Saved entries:
============
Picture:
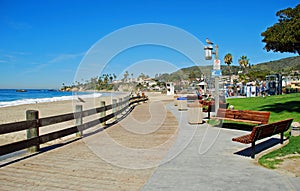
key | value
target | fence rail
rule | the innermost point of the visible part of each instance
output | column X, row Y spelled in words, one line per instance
column 33, row 124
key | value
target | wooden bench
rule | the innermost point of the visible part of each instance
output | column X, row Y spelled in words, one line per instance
column 246, row 116
column 263, row 131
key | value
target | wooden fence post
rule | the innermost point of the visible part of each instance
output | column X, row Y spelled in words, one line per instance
column 103, row 113
column 120, row 105
column 114, row 109
column 78, row 122
column 33, row 131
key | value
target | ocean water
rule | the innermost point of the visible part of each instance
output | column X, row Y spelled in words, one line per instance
column 12, row 97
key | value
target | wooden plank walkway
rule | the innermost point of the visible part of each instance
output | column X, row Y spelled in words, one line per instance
column 78, row 166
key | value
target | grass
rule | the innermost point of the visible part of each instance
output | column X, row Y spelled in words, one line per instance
column 281, row 107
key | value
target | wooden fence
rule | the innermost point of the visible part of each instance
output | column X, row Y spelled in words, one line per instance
column 33, row 123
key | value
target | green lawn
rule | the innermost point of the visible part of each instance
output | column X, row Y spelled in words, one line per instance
column 281, row 107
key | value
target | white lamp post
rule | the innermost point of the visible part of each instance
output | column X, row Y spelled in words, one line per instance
column 216, row 69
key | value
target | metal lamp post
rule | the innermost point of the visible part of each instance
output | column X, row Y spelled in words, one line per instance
column 216, row 72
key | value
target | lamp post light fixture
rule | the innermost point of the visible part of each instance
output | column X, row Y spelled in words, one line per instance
column 216, row 69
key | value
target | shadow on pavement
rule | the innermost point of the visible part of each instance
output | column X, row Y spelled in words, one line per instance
column 259, row 147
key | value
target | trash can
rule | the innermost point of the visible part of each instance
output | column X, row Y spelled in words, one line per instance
column 182, row 103
column 195, row 114
column 295, row 131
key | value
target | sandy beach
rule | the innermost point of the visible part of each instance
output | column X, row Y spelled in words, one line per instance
column 18, row 113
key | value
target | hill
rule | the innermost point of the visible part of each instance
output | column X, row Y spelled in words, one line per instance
column 282, row 66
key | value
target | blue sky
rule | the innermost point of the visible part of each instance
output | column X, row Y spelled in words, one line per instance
column 42, row 43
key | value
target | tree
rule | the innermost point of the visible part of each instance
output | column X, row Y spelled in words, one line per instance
column 244, row 62
column 228, row 61
column 284, row 36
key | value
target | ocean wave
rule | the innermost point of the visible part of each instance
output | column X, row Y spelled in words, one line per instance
column 44, row 100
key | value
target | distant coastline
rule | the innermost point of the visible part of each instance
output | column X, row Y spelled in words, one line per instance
column 13, row 97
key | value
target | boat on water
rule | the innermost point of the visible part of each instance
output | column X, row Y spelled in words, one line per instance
column 21, row 90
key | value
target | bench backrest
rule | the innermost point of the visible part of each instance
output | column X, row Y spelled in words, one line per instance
column 263, row 131
column 261, row 116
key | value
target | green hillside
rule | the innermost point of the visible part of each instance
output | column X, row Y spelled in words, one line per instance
column 286, row 65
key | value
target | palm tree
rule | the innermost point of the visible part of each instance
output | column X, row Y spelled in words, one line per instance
column 228, row 61
column 244, row 62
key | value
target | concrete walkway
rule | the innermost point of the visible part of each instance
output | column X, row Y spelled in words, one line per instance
column 209, row 162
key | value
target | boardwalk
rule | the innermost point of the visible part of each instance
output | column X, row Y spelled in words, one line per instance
column 154, row 148
column 75, row 166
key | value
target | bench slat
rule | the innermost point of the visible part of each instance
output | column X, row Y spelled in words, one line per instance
column 256, row 117
column 264, row 131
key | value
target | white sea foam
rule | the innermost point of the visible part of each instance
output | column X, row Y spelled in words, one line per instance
column 43, row 100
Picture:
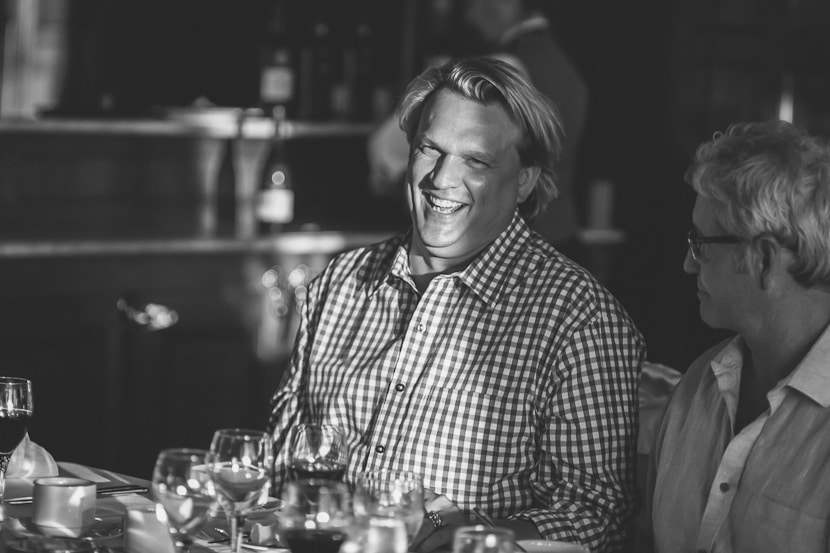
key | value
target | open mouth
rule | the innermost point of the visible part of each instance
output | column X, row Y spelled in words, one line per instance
column 442, row 206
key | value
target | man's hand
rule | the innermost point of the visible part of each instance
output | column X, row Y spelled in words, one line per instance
column 441, row 519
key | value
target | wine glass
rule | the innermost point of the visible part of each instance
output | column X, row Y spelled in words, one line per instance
column 316, row 515
column 15, row 414
column 317, row 451
column 483, row 539
column 183, row 487
column 240, row 463
column 391, row 493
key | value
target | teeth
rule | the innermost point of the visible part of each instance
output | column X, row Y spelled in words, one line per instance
column 444, row 206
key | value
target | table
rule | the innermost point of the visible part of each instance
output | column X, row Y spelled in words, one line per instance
column 111, row 510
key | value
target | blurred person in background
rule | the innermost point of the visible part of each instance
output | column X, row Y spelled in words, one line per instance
column 741, row 461
column 519, row 33
column 468, row 349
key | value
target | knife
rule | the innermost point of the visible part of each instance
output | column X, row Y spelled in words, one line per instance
column 113, row 490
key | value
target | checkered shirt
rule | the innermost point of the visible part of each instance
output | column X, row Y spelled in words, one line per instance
column 510, row 385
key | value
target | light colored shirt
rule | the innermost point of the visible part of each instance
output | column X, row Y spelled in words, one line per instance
column 766, row 489
column 510, row 385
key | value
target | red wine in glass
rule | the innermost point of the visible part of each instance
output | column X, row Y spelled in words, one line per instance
column 320, row 470
column 13, row 428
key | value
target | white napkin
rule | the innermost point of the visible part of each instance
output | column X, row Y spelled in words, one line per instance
column 145, row 531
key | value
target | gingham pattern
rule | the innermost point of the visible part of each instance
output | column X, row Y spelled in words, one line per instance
column 511, row 385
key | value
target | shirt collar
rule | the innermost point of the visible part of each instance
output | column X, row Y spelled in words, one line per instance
column 491, row 274
column 812, row 376
column 534, row 23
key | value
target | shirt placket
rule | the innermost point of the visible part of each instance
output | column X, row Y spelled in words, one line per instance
column 418, row 342
column 725, row 484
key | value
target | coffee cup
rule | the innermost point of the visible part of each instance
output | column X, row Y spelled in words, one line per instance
column 63, row 506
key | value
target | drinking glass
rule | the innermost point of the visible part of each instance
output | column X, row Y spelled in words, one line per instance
column 391, row 493
column 182, row 486
column 15, row 414
column 317, row 451
column 483, row 539
column 316, row 516
column 240, row 463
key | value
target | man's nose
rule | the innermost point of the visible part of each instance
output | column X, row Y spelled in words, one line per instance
column 447, row 172
column 690, row 264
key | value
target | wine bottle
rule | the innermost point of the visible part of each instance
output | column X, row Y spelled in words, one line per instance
column 277, row 75
column 275, row 200
column 316, row 70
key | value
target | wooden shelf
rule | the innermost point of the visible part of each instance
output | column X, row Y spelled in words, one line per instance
column 220, row 125
column 289, row 243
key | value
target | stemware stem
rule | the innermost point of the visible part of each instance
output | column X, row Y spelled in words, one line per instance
column 4, row 464
column 237, row 522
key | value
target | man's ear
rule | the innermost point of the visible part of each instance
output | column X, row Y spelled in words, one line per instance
column 769, row 261
column 528, row 176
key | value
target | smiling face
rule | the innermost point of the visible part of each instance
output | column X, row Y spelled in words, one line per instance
column 725, row 294
column 464, row 180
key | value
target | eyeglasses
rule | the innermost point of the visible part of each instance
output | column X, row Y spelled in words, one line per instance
column 696, row 241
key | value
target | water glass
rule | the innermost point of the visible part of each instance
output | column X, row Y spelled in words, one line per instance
column 240, row 464
column 15, row 413
column 317, row 451
column 483, row 539
column 316, row 515
column 183, row 488
column 393, row 494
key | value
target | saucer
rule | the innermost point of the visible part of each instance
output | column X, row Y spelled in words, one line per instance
column 262, row 511
column 101, row 530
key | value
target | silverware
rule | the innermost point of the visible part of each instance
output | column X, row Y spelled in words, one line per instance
column 114, row 490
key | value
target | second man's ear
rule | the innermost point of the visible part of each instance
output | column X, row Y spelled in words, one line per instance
column 527, row 181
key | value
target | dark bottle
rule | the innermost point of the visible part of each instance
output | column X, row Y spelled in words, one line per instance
column 277, row 72
column 275, row 199
column 316, row 70
column 358, row 66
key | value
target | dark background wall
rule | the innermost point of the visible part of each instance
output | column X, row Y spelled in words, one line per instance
column 663, row 75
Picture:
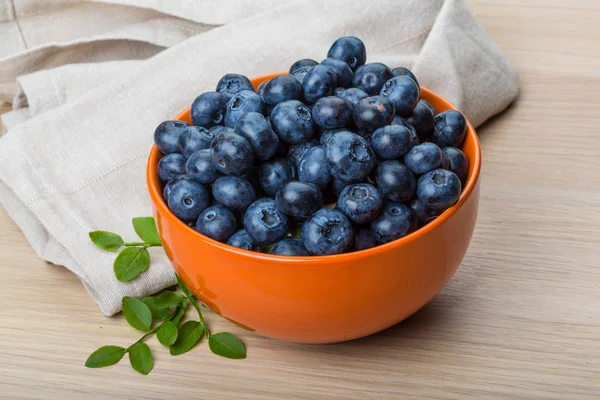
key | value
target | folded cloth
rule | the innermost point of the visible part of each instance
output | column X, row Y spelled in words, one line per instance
column 77, row 164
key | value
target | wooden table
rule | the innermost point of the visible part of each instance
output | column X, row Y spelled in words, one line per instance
column 520, row 319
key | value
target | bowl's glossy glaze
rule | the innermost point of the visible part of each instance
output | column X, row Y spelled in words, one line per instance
column 322, row 299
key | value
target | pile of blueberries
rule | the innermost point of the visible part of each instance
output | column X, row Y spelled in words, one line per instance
column 257, row 169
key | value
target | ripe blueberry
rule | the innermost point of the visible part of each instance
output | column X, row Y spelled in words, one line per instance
column 328, row 232
column 423, row 158
column 361, row 203
column 171, row 166
column 439, row 189
column 231, row 153
column 232, row 84
column 188, row 198
column 292, row 122
column 234, row 192
column 208, row 109
column 217, row 222
column 264, row 222
column 257, row 131
column 395, row 181
column 403, row 92
column 396, row 220
column 349, row 49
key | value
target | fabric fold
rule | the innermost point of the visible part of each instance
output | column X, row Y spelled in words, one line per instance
column 79, row 163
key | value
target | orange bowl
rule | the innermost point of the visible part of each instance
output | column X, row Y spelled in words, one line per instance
column 322, row 299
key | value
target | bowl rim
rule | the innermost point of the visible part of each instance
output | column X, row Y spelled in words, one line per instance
column 155, row 192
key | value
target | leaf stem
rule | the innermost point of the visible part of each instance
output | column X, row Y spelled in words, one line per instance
column 200, row 316
column 141, row 244
column 155, row 329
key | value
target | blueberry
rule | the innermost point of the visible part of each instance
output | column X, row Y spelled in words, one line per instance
column 371, row 77
column 194, row 138
column 398, row 120
column 450, row 129
column 457, row 163
column 280, row 89
column 396, row 220
column 338, row 91
column 342, row 71
column 200, row 167
column 292, row 122
column 242, row 240
column 391, row 141
column 217, row 222
column 421, row 119
column 299, row 199
column 349, row 49
column 349, row 157
column 338, row 186
column 328, row 232
column 218, row 129
column 326, row 135
column 431, row 107
column 373, row 112
column 242, row 103
column 305, row 62
column 290, row 247
column 231, row 153
column 166, row 136
column 423, row 158
column 423, row 213
column 296, row 151
column 272, row 174
column 264, row 222
column 233, row 192
column 208, row 109
column 361, row 203
column 168, row 187
column 188, row 198
column 232, row 84
column 395, row 181
column 353, row 96
column 301, row 72
column 445, row 161
column 171, row 166
column 403, row 92
column 313, row 168
column 439, row 189
column 364, row 239
column 257, row 131
column 332, row 112
column 401, row 71
column 319, row 82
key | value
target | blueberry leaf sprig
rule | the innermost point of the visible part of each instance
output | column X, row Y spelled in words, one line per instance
column 168, row 308
column 134, row 258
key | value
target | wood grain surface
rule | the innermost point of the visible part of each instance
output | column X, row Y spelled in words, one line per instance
column 520, row 319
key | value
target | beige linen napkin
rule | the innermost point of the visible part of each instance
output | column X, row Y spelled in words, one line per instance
column 76, row 163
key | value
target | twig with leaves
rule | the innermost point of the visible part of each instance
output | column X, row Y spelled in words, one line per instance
column 167, row 308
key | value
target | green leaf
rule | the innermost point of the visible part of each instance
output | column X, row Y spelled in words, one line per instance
column 168, row 299
column 106, row 240
column 157, row 313
column 131, row 262
column 177, row 318
column 137, row 313
column 105, row 356
column 167, row 334
column 227, row 345
column 183, row 287
column 140, row 358
column 145, row 227
column 189, row 334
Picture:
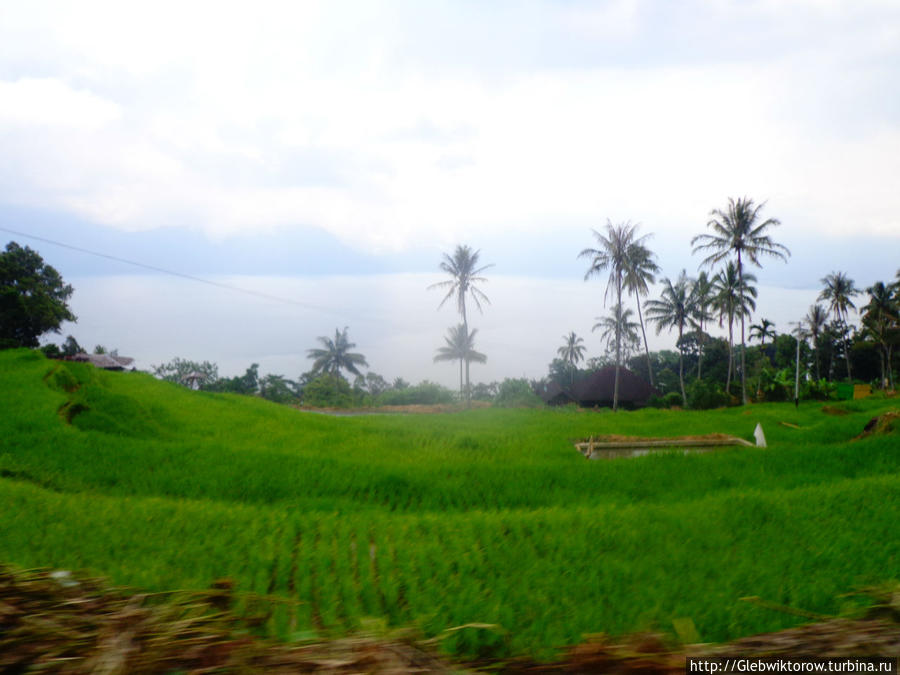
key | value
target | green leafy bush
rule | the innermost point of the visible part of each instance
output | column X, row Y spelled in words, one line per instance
column 673, row 400
column 328, row 391
column 517, row 393
column 703, row 395
column 424, row 393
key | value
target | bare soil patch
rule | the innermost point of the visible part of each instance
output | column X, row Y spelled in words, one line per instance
column 417, row 409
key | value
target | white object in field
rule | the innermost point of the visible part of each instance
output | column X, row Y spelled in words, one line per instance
column 759, row 436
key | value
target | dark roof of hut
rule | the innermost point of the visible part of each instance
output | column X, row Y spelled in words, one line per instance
column 107, row 361
column 553, row 394
column 599, row 386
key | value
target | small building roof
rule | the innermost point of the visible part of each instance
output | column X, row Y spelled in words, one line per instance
column 597, row 389
column 107, row 361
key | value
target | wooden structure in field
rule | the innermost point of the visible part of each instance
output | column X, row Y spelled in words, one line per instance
column 597, row 390
column 605, row 447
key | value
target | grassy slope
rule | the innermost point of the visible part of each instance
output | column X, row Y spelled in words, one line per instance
column 484, row 516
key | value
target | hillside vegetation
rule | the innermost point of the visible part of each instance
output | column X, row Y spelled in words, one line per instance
column 487, row 516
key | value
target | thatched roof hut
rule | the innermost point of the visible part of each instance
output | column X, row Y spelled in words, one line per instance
column 105, row 361
column 553, row 394
column 597, row 389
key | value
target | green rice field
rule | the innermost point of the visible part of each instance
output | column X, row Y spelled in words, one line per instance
column 488, row 516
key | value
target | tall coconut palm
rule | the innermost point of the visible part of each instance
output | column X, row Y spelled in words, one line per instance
column 881, row 318
column 336, row 355
column 460, row 344
column 572, row 352
column 738, row 231
column 701, row 312
column 762, row 331
column 838, row 293
column 464, row 273
column 640, row 272
column 612, row 255
column 673, row 310
column 619, row 324
column 730, row 301
column 815, row 320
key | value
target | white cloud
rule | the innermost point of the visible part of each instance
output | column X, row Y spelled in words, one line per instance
column 194, row 114
column 38, row 103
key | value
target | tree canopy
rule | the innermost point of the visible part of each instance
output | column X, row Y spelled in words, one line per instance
column 33, row 297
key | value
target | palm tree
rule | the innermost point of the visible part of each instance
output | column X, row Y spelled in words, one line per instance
column 336, row 355
column 673, row 310
column 612, row 255
column 572, row 351
column 640, row 272
column 729, row 301
column 619, row 323
column 464, row 273
column 815, row 319
column 460, row 345
column 737, row 231
column 701, row 312
column 838, row 291
column 881, row 318
column 763, row 330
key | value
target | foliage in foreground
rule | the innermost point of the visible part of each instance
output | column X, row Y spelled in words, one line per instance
column 487, row 516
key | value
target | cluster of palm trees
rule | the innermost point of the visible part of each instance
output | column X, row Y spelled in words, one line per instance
column 738, row 236
column 464, row 271
column 335, row 355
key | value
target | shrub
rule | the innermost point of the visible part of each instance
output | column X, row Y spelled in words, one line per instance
column 673, row 400
column 656, row 402
column 517, row 393
column 703, row 395
column 424, row 393
column 328, row 391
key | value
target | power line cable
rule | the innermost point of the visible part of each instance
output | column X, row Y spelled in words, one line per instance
column 173, row 273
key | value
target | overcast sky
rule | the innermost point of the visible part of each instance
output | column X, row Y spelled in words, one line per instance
column 330, row 152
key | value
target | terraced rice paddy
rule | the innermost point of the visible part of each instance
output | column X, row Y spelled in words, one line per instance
column 485, row 517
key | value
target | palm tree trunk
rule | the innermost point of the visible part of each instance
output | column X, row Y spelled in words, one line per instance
column 730, row 352
column 847, row 352
column 681, row 366
column 816, row 347
column 700, row 351
column 466, row 328
column 644, row 332
column 890, row 367
column 743, row 336
column 618, row 342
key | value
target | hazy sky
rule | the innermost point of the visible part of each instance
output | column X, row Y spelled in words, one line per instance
column 330, row 152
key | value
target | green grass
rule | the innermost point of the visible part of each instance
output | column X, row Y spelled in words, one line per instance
column 486, row 516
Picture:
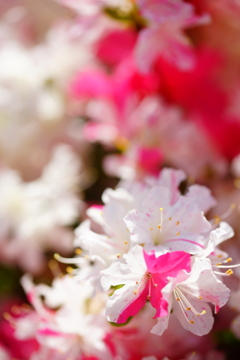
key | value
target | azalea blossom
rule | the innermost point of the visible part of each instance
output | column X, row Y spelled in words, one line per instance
column 165, row 34
column 188, row 296
column 76, row 330
column 143, row 277
column 165, row 226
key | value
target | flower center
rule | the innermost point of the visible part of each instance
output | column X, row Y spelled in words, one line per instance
column 185, row 304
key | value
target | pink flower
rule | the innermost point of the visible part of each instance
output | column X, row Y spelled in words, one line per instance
column 165, row 34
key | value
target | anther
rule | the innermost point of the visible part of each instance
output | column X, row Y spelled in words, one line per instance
column 78, row 251
column 69, row 270
column 7, row 316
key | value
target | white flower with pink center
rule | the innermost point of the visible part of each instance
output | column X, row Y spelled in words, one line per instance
column 188, row 296
column 143, row 276
column 164, row 226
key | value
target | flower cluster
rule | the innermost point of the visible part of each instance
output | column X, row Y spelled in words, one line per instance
column 119, row 179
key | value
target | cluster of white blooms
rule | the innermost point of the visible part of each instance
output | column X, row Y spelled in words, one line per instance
column 151, row 248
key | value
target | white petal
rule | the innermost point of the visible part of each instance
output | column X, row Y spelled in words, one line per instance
column 201, row 196
column 161, row 325
column 202, row 324
column 118, row 274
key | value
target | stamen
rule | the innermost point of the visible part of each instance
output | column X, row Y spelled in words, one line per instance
column 181, row 306
column 67, row 260
column 78, row 251
column 69, row 270
column 7, row 316
column 190, row 307
column 161, row 219
column 222, row 274
column 226, row 266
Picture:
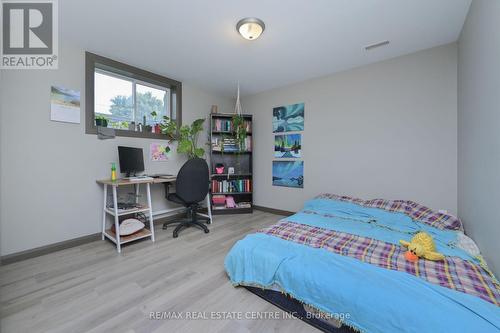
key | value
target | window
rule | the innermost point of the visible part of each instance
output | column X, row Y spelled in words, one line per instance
column 131, row 100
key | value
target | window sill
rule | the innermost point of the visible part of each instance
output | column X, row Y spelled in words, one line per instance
column 131, row 134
============
Problem statement: Extract every line of the listing that contains the string "white", treating uppercase and lowercase as distinct.

Task response:
target | white lamp post
target | white sea foam
target | white napkin
target | white object in field
target | white cloud
target | white flower with pink center
target | cluster of white blooms
target | white petal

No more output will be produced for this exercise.